**Text section:**
◆ ◆ ◆ ◆
They have tales of the joyous woods to tell;
Of the free blue streams, and the sunny sky,
And the bright world shut from his languid eye.'

'But when, in the gradual advancement of the year, the time draws nigh which is monopolized by this choicest and most exquisite specimen of floral beauty; when the wild, untutored, modest May-rose, with its multiplicity of pink leaves, has given place to the vaunted varieties whose names are at the tongue's end of every gardener; when the uncared-for one which grows like a brier by the way-side, soon drops its scanty leaves, and on comes precipitately the glorious, universal bloom of the rich and double flowers which have received culture, and they crown the well-trimmed stalk, and burst out in a dissipation of beauty over the porch, the net-work trellis, and the garden bower, casting forth their very souls on all the currents of the summer air, and floating into your olfactories, climbling up and insinuating themselves into the windows where you converse, sweetly intruding themselves in every covert path, wherever you wander through the delicious garden; seen at the tops of the trees, as ye are, O Kentucky roses! budding and bursting out under the eaves of the mansion, where the little downy bosoms of the justhatched chirping birds heave in the nests, and the parents drop the worm into their red mouths, unfrightened by the play of romping children; and the bumble-bee, and the honey-bee, and the humming-bird drink together out of the same cup of intermingling eglantine; then I say that you must let your soul expand with a calm enjoyment, and be convinced that GOD in His benevolence fashions in every phase of existence a heaven for us, and that free moral agents fit up a hell for themselves.
◆ ◆ ◆ ◆
**The task:**
Answer these about the rose passage:
1. What color does the verse at the start give the streams?
2. Which roses does the writer call out to by name?
3. Which three creatures drink together from the same cup of eglantine?
You won't need the data here.

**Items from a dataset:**
◆ ◆ ◆ ◆
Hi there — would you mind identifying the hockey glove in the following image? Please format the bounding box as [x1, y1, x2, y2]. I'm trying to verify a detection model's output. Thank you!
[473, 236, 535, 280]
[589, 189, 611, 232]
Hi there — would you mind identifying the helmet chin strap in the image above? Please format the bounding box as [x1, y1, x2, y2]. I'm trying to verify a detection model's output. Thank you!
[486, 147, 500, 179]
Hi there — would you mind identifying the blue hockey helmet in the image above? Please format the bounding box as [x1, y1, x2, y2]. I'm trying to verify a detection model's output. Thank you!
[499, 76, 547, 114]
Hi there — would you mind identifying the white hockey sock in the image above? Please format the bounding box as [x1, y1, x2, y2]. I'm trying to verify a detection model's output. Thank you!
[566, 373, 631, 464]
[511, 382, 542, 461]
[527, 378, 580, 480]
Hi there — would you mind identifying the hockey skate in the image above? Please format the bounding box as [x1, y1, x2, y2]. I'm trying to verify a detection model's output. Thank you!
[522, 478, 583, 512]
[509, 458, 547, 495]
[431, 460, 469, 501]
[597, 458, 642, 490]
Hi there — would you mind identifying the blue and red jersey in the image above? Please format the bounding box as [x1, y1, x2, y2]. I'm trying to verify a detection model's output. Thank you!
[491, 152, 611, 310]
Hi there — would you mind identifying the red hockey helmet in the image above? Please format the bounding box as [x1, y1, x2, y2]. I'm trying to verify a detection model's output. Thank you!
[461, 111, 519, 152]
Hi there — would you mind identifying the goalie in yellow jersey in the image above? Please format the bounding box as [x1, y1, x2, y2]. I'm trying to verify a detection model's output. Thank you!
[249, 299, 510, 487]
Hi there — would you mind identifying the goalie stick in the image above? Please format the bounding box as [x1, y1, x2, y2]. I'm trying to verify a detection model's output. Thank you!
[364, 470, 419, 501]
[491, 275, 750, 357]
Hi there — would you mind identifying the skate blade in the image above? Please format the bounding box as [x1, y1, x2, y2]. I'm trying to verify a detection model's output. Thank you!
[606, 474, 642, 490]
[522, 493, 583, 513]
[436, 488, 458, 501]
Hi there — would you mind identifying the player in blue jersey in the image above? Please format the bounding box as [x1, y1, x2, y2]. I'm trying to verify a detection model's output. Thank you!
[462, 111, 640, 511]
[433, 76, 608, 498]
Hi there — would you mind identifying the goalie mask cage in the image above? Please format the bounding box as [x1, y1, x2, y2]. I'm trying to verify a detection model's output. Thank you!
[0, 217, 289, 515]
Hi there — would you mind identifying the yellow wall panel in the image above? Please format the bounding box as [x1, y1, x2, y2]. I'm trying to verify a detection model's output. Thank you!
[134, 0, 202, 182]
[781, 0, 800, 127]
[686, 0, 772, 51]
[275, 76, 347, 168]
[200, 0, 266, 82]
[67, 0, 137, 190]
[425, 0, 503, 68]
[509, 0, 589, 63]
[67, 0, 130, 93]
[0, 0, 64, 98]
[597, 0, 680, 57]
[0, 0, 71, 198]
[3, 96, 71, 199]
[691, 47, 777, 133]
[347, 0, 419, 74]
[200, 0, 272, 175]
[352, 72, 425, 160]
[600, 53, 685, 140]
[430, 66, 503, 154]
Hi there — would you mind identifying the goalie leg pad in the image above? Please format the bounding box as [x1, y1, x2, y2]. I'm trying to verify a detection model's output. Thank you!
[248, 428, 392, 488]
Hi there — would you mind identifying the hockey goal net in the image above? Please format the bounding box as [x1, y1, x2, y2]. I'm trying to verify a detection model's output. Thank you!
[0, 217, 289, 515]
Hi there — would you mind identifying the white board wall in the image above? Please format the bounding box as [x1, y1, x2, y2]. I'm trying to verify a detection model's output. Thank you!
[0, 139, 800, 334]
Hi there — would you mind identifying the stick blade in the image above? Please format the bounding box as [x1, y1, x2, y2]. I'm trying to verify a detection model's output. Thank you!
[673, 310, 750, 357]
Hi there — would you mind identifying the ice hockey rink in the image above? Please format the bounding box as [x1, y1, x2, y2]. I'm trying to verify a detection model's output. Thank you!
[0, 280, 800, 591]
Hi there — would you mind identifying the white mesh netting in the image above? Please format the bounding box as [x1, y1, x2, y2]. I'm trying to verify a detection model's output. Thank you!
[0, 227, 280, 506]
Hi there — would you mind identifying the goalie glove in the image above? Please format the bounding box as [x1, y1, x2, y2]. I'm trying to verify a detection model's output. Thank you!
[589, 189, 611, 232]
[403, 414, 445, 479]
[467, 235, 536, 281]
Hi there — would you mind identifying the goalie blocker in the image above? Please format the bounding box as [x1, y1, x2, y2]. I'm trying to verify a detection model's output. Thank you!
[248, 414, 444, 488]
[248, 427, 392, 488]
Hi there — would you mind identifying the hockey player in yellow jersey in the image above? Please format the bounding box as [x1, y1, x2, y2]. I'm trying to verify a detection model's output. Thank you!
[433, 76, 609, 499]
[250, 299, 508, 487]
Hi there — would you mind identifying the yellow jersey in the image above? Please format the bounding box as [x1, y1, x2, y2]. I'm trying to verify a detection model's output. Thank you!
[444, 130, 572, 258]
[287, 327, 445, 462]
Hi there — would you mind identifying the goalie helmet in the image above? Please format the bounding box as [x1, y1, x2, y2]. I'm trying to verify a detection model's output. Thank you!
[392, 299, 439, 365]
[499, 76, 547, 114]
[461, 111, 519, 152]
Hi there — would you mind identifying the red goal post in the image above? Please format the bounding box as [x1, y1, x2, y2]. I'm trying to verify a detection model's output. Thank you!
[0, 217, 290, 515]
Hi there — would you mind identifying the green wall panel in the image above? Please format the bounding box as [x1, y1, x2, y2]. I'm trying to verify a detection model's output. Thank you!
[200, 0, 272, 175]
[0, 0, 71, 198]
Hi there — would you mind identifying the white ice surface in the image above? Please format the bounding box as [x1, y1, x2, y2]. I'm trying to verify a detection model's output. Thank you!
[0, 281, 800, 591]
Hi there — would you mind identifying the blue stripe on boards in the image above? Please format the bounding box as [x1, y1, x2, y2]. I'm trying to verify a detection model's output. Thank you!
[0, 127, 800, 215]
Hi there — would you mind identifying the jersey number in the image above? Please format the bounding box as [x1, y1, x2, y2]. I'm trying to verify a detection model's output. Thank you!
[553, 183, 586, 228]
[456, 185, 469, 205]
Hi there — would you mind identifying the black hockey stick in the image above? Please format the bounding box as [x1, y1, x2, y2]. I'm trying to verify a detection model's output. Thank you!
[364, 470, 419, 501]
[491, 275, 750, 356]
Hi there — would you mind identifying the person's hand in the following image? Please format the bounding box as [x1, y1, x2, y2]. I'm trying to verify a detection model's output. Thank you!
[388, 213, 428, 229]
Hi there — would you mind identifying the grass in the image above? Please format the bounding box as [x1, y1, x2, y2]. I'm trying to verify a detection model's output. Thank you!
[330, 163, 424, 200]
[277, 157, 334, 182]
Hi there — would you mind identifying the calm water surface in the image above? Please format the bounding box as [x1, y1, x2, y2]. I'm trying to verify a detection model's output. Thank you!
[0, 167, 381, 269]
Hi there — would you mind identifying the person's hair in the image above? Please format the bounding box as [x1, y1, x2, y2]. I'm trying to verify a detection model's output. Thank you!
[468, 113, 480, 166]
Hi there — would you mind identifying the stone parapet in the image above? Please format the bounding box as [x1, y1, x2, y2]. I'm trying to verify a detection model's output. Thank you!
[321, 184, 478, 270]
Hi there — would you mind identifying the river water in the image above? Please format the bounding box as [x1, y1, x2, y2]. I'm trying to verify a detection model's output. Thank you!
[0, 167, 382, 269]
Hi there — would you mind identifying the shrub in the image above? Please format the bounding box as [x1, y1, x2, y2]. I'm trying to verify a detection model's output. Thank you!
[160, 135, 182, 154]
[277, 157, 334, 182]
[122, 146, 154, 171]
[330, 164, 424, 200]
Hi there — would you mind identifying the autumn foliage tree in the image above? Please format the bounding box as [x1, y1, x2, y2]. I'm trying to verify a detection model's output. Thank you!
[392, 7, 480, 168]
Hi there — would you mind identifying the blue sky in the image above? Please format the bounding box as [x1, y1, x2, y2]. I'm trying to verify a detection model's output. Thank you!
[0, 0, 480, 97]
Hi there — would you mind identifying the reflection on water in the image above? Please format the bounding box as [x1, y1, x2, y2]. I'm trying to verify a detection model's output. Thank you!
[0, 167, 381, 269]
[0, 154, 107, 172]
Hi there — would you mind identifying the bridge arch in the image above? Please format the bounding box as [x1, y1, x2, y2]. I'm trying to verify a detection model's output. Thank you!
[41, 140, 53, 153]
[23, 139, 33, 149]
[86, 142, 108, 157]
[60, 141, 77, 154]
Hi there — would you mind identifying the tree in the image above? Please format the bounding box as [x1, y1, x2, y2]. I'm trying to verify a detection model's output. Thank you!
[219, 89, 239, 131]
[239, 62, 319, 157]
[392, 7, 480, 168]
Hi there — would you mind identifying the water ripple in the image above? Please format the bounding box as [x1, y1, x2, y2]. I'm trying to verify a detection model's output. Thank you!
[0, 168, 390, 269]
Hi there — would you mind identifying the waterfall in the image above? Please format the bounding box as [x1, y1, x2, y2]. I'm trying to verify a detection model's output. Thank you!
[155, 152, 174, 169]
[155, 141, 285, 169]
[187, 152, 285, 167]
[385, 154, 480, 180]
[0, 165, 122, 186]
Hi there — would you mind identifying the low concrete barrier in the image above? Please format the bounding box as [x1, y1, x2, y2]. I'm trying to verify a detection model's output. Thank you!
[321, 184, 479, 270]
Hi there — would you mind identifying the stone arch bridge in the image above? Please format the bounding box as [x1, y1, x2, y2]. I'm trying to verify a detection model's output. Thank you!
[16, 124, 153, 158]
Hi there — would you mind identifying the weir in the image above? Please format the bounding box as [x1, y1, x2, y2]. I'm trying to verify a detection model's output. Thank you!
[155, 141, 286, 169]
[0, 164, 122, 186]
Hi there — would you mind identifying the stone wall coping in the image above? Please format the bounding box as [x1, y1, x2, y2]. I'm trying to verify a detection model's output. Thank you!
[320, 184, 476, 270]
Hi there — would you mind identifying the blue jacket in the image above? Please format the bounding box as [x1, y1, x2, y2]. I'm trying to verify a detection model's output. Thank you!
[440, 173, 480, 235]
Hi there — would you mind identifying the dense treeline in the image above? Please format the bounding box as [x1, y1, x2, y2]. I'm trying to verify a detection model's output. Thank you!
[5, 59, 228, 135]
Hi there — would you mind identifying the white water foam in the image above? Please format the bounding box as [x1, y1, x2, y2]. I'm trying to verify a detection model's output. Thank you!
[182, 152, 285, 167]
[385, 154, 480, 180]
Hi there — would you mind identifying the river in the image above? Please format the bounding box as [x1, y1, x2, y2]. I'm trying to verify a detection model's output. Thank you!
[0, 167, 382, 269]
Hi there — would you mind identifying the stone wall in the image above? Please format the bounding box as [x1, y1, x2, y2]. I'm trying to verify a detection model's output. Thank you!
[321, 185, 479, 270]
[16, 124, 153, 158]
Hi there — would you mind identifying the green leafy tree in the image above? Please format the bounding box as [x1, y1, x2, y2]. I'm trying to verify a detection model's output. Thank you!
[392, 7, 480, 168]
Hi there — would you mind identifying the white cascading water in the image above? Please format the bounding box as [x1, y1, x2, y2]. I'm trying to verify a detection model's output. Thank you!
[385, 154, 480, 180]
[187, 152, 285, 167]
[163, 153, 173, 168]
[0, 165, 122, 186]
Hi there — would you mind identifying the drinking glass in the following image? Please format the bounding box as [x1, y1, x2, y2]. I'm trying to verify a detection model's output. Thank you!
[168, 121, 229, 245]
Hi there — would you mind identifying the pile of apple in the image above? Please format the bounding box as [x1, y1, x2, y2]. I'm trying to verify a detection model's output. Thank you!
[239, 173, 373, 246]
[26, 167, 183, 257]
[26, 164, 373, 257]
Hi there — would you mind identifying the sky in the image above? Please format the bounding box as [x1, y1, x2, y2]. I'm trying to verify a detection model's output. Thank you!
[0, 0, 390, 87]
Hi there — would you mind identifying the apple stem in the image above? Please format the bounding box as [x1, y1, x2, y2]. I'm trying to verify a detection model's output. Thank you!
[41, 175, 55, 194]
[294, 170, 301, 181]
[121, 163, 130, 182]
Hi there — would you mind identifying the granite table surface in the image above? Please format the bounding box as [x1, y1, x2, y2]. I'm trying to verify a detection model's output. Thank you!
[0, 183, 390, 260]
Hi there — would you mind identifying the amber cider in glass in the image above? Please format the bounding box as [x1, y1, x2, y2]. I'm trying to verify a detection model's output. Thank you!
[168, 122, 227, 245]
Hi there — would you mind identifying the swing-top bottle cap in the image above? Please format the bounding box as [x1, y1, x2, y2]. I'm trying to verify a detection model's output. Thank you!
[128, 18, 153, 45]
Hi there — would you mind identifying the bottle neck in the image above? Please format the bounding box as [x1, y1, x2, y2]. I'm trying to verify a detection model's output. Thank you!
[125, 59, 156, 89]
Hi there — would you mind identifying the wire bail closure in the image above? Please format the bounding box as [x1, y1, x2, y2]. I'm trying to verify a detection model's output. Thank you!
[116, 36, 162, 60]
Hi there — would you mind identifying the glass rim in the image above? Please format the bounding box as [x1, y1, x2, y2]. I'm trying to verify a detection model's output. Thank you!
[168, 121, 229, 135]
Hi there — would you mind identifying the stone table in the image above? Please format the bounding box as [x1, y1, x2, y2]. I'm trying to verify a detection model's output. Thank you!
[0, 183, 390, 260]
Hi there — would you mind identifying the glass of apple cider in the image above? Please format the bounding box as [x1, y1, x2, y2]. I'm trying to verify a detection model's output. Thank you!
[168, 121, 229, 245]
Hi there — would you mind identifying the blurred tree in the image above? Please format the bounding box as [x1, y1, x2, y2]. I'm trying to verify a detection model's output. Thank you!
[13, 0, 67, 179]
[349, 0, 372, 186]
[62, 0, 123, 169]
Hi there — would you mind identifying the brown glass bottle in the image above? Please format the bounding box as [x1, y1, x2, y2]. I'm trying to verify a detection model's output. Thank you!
◆ ◆ ◆ ◆
**Task result:**
1. Blue.
2. Kentucky roses.
3. The bumble-bee, the honey-bee, and the humming-bird.